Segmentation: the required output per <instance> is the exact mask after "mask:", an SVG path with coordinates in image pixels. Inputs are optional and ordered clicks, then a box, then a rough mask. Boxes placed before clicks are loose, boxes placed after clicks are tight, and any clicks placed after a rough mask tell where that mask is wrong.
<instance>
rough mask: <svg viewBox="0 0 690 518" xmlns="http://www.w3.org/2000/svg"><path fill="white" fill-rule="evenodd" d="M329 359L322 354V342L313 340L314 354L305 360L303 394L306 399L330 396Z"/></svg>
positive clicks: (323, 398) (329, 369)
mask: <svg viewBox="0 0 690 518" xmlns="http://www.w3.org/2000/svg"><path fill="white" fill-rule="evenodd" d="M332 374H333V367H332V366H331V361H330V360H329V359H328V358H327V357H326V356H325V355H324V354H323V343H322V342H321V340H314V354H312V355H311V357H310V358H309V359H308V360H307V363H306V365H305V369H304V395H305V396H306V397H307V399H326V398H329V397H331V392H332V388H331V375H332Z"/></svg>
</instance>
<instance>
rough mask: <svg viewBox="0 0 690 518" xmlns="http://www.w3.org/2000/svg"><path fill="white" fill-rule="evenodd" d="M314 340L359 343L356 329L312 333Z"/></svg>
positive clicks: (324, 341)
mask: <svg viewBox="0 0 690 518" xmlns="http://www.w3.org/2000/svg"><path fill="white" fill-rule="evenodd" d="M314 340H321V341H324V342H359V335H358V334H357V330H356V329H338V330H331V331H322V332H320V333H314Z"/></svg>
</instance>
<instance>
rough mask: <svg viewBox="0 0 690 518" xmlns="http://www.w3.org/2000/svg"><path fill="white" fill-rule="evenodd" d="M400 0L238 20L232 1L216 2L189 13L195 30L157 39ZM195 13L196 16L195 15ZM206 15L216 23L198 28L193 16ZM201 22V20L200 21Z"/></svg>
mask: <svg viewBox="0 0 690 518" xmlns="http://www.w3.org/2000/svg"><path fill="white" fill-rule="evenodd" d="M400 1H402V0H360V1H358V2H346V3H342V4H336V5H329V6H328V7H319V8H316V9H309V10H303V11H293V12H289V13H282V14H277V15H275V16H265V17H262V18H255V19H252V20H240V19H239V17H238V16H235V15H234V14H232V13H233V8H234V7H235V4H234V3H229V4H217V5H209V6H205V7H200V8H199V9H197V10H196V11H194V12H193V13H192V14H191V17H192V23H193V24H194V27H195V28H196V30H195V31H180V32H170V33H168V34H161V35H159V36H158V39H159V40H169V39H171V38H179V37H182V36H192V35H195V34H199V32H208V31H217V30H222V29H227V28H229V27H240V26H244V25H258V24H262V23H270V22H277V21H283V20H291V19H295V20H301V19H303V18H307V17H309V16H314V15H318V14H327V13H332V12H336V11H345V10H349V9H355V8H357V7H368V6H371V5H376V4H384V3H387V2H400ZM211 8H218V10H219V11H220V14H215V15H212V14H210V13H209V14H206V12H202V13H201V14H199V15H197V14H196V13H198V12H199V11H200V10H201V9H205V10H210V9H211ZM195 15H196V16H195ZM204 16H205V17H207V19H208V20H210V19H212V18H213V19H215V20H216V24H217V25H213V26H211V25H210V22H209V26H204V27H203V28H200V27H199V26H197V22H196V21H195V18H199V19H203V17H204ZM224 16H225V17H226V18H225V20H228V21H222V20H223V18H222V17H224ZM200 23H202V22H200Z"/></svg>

* _Assigned task_
Go through the entries above and reproduce each one exactly.

* _Result_
Segmentation: the required output per <instance> is the exact mask after "mask:", an SVG path with coordinates in image pixels. Inputs are optional and ordered clicks, then a box, then a rough mask. Boxes placed before clicks are loose, boxes placed after clicks are tight, and any clicks placed after a rough mask tell where that mask is wrong.
<instance>
rough mask: <svg viewBox="0 0 690 518" xmlns="http://www.w3.org/2000/svg"><path fill="white" fill-rule="evenodd" d="M329 359L322 354V342L313 340L314 354L305 360L303 394L306 399L330 396Z"/></svg>
positive clicks: (323, 398) (329, 369)
mask: <svg viewBox="0 0 690 518" xmlns="http://www.w3.org/2000/svg"><path fill="white" fill-rule="evenodd" d="M332 374H333V367H332V366H331V361H330V360H329V359H328V358H327V357H326V356H325V355H324V354H323V343H322V342H321V340H314V354H312V355H311V357H310V358H309V359H308V360H307V363H306V365H305V369H304V395H305V396H306V397H307V399H326V398H329V397H331V392H332V388H331V375H332Z"/></svg>
</instance>
<instance>
rough mask: <svg viewBox="0 0 690 518" xmlns="http://www.w3.org/2000/svg"><path fill="white" fill-rule="evenodd" d="M314 340L359 343L356 329L312 333Z"/></svg>
positive clicks: (324, 341)
mask: <svg viewBox="0 0 690 518" xmlns="http://www.w3.org/2000/svg"><path fill="white" fill-rule="evenodd" d="M314 340H321V341H324V342H359V335H358V334H357V330H356V329H338V330H331V331H322V332H320V333H314Z"/></svg>
</instance>
<instance>
rough mask: <svg viewBox="0 0 690 518" xmlns="http://www.w3.org/2000/svg"><path fill="white" fill-rule="evenodd" d="M400 0L238 20L232 1L216 2L189 13L195 30L157 39ZM195 13L196 16L195 15ZM206 15L216 23L198 28L193 16ZM201 22V20L200 21Z"/></svg>
mask: <svg viewBox="0 0 690 518" xmlns="http://www.w3.org/2000/svg"><path fill="white" fill-rule="evenodd" d="M400 1H402V0H360V1H358V2H346V3H342V4H336V5H329V6H328V7H319V8H316V9H309V10H303V11H293V12H289V13H282V14H277V15H275V16H265V17H262V18H255V19H252V20H240V19H239V17H238V16H235V15H234V14H232V13H233V8H234V7H235V4H234V3H229V4H217V5H209V6H205V7H200V8H199V9H197V10H196V11H194V12H193V13H192V14H191V17H192V23H193V24H194V27H195V28H196V30H195V31H180V32H170V33H168V34H161V35H159V36H158V39H159V40H169V39H171V38H179V37H182V36H192V35H195V34H199V32H208V31H217V30H222V29H227V28H229V27H240V26H244V25H258V24H262V23H270V22H277V21H283V20H291V19H295V20H301V19H303V18H307V17H309V16H314V15H318V14H327V13H332V12H336V11H345V10H349V9H355V8H357V7H368V6H371V5H376V4H384V3H387V2H400ZM211 8H218V10H219V11H220V14H215V15H212V14H210V13H209V14H206V12H202V13H201V14H199V15H197V14H196V13H198V12H199V11H200V10H201V9H205V10H210V9H211ZM195 15H196V16H195ZM204 16H205V17H207V19H208V20H210V19H212V18H213V19H215V20H216V24H217V25H213V26H211V25H210V22H209V26H204V27H203V28H200V27H199V26H197V22H196V21H195V18H199V19H203V17H204ZM224 16H225V17H226V18H225V20H228V21H222V20H223V18H222V17H224ZM200 23H202V22H200Z"/></svg>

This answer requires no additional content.